Provided information
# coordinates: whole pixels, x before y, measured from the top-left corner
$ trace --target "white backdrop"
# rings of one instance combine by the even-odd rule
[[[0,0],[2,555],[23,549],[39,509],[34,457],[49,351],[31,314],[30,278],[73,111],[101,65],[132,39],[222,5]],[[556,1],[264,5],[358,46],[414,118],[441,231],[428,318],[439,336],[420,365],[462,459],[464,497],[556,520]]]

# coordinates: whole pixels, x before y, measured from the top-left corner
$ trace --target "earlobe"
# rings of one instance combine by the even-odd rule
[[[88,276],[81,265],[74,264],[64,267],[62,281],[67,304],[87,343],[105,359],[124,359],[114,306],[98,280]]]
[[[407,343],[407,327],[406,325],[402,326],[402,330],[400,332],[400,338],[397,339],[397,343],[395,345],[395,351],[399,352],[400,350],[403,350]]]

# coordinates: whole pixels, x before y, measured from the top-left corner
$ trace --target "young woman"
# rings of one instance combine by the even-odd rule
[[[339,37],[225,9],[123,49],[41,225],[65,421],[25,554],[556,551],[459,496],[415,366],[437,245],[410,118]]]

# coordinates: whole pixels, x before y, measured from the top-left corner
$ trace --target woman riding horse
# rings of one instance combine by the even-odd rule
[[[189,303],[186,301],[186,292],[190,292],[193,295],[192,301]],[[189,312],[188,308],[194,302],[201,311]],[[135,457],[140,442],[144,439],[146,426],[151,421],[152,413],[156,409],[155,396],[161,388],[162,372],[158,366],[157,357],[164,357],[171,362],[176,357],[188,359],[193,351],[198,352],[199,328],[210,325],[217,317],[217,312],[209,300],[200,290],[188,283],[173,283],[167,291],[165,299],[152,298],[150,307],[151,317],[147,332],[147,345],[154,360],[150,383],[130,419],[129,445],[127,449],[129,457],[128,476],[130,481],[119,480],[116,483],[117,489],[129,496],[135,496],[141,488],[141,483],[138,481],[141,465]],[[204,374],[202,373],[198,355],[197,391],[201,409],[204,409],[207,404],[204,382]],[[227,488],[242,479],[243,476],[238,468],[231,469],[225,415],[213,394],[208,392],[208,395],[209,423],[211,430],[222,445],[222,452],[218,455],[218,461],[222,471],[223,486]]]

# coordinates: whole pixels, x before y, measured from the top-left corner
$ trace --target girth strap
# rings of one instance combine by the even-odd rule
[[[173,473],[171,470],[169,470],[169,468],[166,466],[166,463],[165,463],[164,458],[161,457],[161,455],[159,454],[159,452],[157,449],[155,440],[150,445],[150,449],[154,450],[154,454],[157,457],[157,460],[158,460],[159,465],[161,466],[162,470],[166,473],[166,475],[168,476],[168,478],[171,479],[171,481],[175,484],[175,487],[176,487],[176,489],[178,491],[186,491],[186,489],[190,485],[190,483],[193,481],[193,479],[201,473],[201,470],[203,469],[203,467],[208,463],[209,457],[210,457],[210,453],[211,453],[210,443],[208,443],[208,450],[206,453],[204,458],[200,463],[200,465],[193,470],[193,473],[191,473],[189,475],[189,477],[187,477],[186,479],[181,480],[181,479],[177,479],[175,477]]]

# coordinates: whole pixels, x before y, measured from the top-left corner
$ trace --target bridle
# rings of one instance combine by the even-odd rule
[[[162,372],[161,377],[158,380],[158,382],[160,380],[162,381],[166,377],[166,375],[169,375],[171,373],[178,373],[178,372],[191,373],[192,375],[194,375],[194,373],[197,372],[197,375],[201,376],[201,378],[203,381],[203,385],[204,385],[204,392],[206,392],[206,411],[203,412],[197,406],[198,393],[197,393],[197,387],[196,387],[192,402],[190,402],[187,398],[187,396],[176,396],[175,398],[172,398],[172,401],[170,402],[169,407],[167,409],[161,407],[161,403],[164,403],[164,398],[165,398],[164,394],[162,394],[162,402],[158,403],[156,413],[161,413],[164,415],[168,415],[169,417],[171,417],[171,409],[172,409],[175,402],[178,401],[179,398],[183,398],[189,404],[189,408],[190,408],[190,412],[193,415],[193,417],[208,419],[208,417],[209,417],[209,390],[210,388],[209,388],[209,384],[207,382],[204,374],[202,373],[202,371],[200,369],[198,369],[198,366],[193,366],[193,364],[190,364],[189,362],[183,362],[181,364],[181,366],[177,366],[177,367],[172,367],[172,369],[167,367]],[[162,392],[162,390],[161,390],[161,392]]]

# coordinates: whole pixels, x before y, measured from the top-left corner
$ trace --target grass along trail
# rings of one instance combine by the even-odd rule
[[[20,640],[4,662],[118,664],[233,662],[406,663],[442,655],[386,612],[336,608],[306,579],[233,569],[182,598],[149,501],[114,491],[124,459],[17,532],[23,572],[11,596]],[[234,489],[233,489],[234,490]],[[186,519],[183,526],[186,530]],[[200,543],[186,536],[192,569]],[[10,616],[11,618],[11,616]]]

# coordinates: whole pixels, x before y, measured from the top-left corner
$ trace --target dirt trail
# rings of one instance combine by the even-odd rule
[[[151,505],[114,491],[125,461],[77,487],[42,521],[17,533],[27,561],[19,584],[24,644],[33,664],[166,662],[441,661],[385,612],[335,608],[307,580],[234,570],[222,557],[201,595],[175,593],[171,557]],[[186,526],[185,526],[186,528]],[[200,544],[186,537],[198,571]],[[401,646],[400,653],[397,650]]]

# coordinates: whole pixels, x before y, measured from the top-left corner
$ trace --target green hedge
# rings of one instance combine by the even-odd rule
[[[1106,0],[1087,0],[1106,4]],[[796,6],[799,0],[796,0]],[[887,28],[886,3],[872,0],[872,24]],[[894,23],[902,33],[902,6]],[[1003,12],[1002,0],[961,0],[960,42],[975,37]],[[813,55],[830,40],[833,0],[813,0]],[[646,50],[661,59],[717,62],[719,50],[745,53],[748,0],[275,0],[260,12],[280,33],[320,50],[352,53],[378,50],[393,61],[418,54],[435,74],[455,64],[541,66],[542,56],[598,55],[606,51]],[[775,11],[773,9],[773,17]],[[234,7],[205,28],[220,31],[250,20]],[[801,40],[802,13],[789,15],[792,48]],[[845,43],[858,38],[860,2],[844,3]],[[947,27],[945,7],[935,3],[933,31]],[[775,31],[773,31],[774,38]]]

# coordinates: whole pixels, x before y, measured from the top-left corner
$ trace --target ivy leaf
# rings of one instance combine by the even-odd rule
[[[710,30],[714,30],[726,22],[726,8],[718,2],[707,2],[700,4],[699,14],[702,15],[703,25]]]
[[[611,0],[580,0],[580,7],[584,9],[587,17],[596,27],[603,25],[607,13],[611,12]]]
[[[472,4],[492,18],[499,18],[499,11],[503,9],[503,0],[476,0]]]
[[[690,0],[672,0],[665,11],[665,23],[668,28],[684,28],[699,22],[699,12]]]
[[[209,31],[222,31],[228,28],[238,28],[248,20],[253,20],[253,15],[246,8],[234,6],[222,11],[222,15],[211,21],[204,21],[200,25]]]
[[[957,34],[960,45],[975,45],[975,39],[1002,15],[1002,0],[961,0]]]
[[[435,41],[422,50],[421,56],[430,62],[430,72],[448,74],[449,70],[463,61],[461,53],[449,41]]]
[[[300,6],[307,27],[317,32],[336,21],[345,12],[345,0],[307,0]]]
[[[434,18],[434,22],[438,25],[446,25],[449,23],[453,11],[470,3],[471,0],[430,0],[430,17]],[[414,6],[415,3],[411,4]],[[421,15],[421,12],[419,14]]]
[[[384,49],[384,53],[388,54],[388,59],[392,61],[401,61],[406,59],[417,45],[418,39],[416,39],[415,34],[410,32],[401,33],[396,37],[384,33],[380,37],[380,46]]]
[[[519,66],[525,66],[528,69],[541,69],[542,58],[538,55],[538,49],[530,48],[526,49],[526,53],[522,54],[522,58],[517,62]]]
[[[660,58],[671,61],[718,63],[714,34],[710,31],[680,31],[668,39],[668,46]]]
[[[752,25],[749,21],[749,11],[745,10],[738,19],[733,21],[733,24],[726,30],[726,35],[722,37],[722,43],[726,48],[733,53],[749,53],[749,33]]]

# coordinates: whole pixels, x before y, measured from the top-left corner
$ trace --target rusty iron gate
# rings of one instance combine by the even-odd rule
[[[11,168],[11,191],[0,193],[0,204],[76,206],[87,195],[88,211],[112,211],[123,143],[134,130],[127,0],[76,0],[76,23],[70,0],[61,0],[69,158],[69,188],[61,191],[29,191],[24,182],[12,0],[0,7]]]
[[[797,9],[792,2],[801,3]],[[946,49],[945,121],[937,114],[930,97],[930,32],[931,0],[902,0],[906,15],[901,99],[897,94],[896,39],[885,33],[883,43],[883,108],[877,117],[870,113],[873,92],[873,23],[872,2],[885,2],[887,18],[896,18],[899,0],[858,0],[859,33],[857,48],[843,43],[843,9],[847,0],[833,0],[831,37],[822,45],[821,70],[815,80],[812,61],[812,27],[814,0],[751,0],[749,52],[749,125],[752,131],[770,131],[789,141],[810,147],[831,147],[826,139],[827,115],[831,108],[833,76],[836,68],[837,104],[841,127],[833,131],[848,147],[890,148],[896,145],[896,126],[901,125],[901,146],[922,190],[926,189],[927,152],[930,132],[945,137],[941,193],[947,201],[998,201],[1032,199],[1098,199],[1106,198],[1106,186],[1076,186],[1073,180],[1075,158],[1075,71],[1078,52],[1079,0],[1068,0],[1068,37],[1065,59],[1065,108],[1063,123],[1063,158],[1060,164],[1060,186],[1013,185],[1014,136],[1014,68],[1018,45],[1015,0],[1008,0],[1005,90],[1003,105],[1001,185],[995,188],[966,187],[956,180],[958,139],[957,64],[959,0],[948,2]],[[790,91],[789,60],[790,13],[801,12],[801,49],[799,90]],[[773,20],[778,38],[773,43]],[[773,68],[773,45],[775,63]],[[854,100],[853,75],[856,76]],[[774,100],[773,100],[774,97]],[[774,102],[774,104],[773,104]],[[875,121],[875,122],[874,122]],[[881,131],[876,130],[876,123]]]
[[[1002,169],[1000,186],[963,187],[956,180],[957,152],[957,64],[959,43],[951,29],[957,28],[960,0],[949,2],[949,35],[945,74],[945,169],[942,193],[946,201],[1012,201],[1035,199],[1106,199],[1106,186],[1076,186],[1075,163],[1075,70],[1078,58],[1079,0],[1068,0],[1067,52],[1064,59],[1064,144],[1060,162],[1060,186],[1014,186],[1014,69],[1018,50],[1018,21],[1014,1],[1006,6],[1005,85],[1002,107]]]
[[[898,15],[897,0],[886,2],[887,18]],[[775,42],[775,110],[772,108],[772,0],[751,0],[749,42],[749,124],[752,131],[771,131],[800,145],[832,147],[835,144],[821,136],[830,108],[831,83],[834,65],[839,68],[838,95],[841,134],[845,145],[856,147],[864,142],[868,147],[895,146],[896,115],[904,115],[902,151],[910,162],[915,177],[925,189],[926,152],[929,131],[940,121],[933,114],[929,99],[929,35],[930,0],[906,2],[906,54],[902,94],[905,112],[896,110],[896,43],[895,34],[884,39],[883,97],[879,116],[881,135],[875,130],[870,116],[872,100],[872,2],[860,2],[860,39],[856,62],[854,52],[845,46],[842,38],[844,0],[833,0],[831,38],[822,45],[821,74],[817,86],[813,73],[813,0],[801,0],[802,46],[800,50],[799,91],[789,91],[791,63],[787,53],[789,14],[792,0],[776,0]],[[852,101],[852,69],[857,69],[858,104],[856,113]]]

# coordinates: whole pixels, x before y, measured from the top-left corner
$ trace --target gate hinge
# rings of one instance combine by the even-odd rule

Problem statement
Copy every line above that contains the string "target", treating case as significant.

Full solution
$ trace --target "white backdrop"
$ trace --target "earlobe"
$ trace --target "young woman"
$ trace --target woman riding horse
$ trace --target girth strap
$ trace --target bridle
$ trace --target grass along trail
$ trace --target dirt trail
$ trace --target green hedge
$ trace --target ivy leaf
$ trace --target rusty iron gate
$ trace --target gate hinge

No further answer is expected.